** start of Document passage **

However, as a condition of membership in the WTO, China agreed to eliminate taxes and other charges on all exports except those on a list of 84 products included in its WTO accession agreement. Neither the nine raw materials in the current WTO case nor the 17 rare earth elements are among the products that China listed.
The GATT permits measures that would otherwise violate WTO rules if they are "relating to the conservation of exhaustible natural resources if such measures are made effective in conjunction with restrictions on domestic production or consumption," and if they are not applied as a means of "arbitrary or unjustifiable discrimination." This is likely to be China's defense in the raw materials case, and, should there be one, a rare earth elements case as well.
The WTO dispute is now under way. The first U.S. submission is here. I had thought about summarizing the legal arguments, but many of them are a bit technical, and perhaps not good blog material. I'll just mention two things from the submission.

** end of Document passage **

List of tasks:
1) Translate this sentence from the passage on China's export taxes into Spanish: "Neither the nine raw materials in the current WTO case nor the 17 rare earth elements are among the products that China listed."
2) Sum up the passage on China's export taxes in two sentences.
3) Proceed with the passage on China's export taxes from where it stops.
You won't need the rows that come next.

** start of Information shown **

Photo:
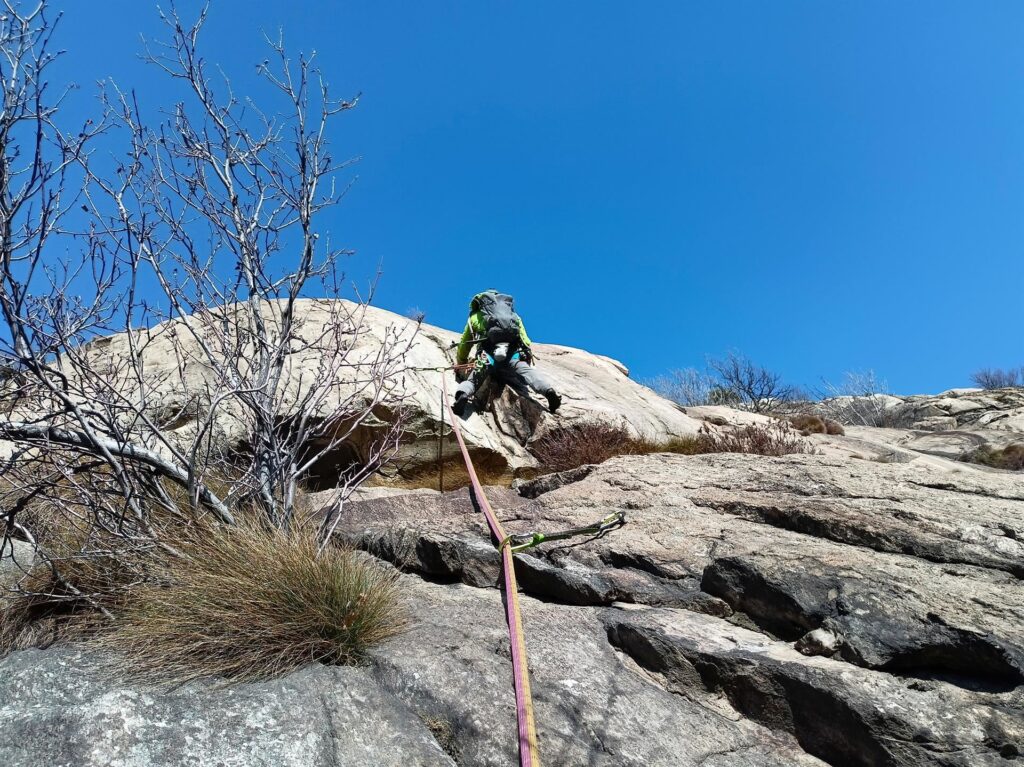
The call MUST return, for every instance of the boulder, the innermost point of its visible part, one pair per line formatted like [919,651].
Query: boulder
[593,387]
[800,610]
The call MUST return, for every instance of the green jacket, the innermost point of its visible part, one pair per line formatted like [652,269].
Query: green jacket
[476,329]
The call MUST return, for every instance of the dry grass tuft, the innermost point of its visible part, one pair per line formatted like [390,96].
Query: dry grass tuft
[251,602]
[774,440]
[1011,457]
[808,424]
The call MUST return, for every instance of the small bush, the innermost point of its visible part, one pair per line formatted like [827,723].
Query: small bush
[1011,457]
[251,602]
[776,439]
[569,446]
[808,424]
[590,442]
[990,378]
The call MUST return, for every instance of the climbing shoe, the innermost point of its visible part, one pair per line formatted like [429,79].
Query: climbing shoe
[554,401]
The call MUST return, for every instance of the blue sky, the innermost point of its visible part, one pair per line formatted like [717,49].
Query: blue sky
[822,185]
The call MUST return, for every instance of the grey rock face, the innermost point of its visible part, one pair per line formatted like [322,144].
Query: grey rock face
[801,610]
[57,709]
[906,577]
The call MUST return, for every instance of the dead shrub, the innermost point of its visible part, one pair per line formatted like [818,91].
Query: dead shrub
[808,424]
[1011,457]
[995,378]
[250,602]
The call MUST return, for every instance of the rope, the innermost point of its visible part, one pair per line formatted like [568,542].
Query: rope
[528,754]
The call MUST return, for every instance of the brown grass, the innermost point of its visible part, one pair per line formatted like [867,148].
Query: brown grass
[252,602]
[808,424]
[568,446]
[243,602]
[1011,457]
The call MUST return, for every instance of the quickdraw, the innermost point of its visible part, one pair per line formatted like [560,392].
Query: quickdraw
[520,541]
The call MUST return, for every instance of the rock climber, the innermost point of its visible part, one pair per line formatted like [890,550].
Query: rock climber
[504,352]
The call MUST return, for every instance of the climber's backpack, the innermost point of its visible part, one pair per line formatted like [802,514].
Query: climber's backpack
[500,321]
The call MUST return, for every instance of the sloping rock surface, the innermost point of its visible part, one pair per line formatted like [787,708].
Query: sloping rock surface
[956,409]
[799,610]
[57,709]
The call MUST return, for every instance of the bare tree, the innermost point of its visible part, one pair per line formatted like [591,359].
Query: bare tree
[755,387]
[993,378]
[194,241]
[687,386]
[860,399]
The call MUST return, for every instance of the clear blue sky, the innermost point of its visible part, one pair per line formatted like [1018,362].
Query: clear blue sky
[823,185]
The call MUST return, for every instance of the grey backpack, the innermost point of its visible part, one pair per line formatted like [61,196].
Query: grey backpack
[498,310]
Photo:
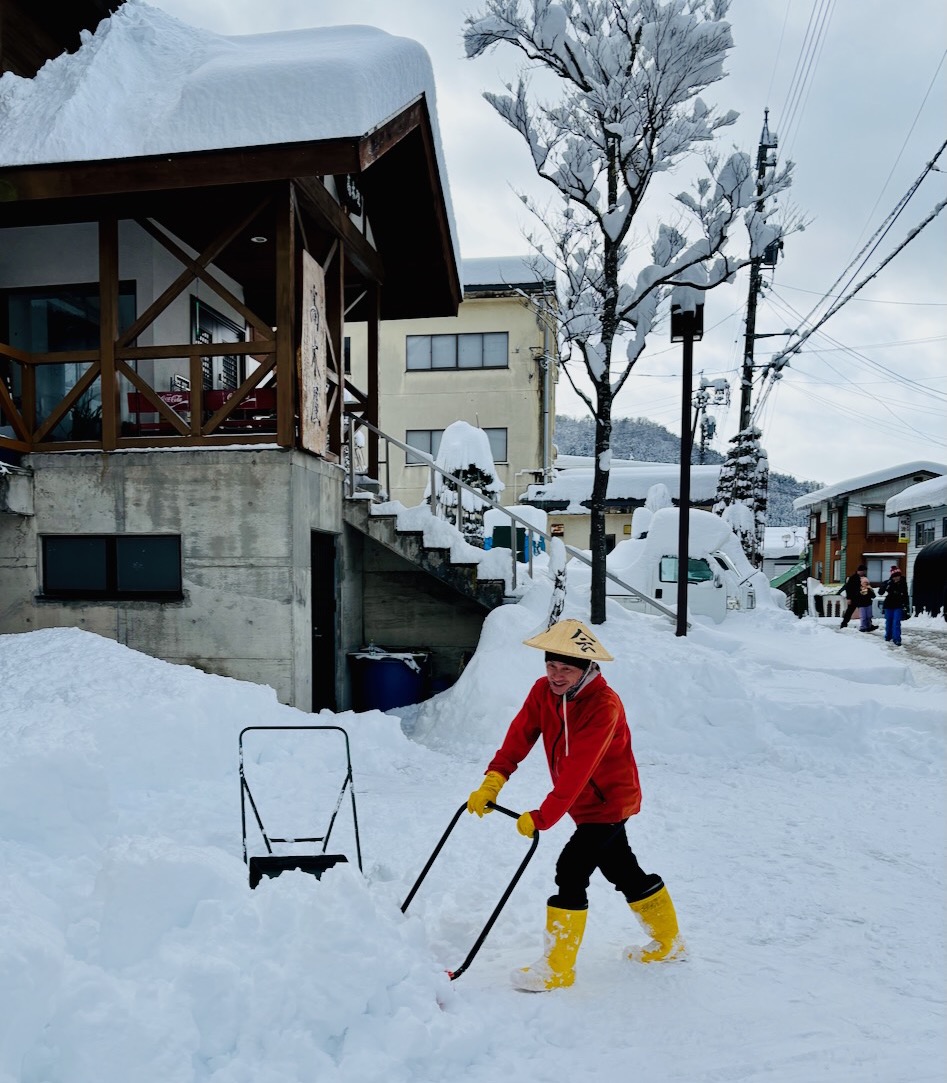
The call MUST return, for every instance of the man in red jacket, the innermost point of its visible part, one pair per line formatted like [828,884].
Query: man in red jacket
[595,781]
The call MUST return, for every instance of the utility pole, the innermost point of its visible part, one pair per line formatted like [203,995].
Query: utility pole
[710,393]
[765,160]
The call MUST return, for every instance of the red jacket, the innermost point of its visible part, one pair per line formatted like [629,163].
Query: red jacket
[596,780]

** end of Information shown **

Exercise answers:
1) Ni las nueve materias primas del actual caso ante la OMC ni los 17 elementos de tierras raras figuran entre los productos que China incluyó en su lista.

2) To join the WTO, China agreed to drop taxes and other charges on exports except for 84 listed products, and neither the nine raw materials in the current case nor the 17 rare earth elements are on that list. China will likely defend itself with the GATT rule that allows measures meant to conserve exhaustible natural resources when they go along with limits on domestic production or consumption, and the WTO dispute is now under way.

3)
First, I thought this argument under GATT Article XI:1 was interesting, in that it illustrates how this provision is broader than it may appear at first glance:
1. China’s Minimum Export Price Requirement Is Inconsistent with China’s Obligations under Article XI:1 of the GATT 1994
349. ... China effects a minimum export price requirement for bauxite, coke, fluorspar, magnesium, silicon carbide, yellow phosphorus, and zinc through: (1) a system of “self-discipline” among exporters; (2) penalties imposed by MOFCOM; (3) China’s export license issuing entities; and (4) Customs. This requirement prohibits the exportation of bauxite, coke, fluorspar, magnesium, silicon carbide, yellow phosphorus, and zinc below the price coordinated by the CCCMC and its Branches. The minimum export price requirement thus restricts the exportation of these products and is inconsistent with Article XI:1 of the GATT 1994.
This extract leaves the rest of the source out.